▶ [What the task asks]:
In the data beneath this task, how many lines contain "building"? Answer with the number only.

▶ [Record excerpts]:
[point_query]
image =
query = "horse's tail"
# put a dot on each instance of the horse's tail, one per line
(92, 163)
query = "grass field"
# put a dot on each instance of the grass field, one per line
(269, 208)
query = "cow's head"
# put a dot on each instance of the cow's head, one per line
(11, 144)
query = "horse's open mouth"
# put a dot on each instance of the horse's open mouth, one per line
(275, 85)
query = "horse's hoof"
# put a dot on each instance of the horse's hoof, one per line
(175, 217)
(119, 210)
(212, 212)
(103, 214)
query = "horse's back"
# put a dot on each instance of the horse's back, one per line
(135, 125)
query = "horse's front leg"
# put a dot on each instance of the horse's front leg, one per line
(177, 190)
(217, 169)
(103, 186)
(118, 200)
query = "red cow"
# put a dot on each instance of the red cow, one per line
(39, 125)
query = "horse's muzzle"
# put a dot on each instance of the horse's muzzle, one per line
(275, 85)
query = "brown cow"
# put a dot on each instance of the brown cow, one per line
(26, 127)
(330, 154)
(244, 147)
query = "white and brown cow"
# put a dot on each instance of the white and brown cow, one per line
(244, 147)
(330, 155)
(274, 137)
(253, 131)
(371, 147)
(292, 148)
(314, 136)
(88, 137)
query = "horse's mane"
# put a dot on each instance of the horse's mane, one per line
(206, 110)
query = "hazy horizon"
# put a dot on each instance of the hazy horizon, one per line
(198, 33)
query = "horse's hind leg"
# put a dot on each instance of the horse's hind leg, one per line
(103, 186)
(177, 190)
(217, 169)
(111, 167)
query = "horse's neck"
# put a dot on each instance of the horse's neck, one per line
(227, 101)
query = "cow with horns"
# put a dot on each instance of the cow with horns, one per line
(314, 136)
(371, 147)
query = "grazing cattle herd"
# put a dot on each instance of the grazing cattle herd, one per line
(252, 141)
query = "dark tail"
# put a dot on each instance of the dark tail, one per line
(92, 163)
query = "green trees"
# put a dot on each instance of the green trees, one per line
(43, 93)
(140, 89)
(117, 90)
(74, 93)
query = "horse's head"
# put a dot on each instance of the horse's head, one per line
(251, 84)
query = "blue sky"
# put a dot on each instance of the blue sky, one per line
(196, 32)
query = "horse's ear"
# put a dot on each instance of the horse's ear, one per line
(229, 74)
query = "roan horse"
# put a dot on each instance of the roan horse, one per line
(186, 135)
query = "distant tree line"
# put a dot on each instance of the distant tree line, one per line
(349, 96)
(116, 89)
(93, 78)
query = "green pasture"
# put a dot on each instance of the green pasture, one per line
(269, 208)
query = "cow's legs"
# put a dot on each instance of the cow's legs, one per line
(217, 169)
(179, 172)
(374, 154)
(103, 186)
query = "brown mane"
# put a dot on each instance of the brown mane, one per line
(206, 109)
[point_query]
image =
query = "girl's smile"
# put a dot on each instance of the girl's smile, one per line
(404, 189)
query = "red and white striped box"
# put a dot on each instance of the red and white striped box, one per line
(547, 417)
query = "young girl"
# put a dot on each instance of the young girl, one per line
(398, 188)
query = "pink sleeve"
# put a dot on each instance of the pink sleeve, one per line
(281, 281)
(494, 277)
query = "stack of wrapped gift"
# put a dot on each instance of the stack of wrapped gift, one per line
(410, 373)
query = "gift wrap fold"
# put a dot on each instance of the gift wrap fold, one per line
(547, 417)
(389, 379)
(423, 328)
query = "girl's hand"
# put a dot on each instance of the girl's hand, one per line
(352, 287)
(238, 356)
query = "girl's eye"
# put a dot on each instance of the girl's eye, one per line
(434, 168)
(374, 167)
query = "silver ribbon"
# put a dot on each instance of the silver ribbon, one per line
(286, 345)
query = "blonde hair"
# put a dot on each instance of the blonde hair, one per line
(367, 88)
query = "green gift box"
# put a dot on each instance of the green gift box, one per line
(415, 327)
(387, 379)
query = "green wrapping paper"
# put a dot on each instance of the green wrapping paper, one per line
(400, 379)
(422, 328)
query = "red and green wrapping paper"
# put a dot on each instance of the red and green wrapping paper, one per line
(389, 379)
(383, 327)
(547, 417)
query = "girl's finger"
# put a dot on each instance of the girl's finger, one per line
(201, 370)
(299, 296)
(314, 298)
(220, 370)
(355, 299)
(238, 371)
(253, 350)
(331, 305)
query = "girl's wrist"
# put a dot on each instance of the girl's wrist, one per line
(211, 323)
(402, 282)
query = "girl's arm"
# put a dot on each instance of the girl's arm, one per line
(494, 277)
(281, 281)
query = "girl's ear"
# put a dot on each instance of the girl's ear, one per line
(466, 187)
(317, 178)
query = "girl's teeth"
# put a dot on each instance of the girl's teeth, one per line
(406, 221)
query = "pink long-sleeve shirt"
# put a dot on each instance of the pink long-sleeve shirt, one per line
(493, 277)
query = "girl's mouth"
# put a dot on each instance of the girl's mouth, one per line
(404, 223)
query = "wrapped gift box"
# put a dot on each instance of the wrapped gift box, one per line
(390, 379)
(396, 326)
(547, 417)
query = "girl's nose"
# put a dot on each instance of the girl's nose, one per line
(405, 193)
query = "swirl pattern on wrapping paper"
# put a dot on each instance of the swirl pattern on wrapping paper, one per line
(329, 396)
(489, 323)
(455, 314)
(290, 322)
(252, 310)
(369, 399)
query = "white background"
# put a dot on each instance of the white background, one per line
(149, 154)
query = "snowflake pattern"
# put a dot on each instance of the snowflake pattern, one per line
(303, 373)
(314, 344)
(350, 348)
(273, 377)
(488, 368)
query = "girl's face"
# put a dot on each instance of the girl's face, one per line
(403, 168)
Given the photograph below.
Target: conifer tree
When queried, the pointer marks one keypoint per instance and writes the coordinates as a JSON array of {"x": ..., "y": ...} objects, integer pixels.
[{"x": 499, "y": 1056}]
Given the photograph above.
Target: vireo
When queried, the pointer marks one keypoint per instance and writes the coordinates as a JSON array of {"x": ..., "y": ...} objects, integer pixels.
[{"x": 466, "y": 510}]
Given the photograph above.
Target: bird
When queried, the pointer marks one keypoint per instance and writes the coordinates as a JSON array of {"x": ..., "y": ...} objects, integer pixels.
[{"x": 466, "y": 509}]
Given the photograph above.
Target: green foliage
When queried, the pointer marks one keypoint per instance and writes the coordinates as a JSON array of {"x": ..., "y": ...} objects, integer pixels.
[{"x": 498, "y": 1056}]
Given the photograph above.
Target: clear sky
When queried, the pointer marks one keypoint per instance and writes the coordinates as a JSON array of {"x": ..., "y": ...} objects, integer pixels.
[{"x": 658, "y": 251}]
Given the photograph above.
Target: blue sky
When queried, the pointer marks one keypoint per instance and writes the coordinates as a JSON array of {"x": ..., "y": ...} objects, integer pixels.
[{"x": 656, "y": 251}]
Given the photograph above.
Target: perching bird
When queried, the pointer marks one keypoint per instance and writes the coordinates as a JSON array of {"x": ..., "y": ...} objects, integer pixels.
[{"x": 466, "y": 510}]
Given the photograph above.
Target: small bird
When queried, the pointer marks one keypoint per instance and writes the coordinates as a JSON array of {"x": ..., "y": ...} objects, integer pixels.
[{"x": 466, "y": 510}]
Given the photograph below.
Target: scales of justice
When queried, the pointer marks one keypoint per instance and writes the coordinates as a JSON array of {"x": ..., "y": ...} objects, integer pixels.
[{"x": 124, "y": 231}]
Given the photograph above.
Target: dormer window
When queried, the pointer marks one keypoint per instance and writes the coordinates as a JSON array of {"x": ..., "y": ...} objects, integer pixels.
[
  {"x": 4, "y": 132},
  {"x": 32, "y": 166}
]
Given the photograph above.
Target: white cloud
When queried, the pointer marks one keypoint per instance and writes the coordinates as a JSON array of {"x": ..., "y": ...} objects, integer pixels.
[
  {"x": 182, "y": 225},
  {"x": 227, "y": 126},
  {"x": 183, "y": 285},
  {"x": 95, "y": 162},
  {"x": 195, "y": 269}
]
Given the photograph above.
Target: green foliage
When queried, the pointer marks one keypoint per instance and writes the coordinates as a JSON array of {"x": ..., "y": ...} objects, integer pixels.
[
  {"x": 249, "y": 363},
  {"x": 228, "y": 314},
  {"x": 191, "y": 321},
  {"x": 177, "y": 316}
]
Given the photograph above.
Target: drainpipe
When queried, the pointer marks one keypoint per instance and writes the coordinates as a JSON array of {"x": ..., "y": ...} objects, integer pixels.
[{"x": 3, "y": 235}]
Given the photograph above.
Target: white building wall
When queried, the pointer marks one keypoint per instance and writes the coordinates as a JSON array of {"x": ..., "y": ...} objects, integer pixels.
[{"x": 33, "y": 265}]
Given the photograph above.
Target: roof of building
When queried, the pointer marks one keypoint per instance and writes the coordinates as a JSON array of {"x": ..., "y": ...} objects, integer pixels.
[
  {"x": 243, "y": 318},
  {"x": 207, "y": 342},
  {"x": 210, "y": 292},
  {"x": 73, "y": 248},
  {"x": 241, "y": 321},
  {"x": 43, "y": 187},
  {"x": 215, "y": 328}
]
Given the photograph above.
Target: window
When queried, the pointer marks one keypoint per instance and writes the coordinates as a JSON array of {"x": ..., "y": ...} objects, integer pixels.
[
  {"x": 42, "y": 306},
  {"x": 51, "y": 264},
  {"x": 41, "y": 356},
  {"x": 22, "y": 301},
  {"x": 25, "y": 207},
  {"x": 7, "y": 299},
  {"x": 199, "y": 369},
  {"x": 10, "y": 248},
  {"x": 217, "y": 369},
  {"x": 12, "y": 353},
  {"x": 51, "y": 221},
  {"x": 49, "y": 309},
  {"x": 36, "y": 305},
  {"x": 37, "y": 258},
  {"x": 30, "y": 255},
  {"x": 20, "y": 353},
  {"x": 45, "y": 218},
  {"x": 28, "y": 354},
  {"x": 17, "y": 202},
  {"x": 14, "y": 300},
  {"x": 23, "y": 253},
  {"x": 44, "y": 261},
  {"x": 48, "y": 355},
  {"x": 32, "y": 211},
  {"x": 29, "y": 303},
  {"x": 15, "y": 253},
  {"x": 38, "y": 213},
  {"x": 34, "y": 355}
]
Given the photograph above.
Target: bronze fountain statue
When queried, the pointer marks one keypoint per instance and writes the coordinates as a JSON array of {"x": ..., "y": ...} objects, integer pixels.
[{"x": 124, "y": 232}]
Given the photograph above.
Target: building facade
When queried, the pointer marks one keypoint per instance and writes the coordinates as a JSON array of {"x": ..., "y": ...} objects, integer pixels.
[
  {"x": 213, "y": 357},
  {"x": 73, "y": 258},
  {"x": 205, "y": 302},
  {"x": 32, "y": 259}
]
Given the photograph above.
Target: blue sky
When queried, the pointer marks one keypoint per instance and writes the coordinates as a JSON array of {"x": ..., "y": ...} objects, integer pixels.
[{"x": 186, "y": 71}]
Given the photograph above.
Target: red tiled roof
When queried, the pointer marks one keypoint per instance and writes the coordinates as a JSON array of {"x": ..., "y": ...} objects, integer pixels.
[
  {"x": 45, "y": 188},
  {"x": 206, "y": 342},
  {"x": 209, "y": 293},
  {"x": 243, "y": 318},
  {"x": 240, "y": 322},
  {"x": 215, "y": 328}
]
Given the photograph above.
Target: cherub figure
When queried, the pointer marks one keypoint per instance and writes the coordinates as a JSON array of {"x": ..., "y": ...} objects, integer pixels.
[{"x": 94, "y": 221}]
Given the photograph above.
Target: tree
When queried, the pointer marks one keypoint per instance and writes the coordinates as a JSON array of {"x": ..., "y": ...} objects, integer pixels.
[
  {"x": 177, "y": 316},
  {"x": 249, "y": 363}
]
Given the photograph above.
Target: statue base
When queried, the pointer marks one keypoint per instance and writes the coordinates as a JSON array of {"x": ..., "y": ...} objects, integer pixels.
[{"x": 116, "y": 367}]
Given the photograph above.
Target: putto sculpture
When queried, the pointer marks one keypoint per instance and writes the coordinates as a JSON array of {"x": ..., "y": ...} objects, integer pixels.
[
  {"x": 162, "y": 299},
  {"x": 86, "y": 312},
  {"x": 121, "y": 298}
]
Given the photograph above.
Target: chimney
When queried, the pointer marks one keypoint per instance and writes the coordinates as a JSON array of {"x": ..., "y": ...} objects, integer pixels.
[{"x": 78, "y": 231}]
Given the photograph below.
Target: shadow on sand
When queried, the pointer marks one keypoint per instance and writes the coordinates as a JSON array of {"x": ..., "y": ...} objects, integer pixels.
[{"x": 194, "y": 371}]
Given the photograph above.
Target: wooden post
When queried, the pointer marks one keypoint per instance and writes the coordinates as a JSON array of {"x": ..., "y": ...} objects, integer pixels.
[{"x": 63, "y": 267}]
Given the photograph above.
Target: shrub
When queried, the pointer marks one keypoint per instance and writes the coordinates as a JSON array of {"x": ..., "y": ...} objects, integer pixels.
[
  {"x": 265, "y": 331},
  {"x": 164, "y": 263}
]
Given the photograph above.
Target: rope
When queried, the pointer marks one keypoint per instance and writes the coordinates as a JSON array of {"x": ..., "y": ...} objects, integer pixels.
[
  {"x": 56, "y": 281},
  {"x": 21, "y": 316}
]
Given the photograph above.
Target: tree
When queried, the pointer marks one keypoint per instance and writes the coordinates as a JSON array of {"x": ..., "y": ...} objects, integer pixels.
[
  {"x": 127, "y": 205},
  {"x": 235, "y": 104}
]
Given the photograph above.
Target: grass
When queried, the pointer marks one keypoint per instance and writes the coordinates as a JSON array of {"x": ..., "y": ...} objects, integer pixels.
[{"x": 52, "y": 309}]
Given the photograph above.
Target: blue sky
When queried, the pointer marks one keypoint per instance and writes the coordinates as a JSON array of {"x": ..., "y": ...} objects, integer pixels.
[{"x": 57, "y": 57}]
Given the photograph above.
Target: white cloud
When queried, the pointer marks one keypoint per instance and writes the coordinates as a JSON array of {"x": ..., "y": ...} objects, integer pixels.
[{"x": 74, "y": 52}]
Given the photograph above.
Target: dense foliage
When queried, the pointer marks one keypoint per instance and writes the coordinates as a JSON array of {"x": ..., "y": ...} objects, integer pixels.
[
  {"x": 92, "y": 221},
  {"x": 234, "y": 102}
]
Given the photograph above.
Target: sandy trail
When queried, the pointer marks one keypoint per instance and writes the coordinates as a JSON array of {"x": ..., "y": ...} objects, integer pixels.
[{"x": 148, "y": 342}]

▶ [Answer for this exercise]:
3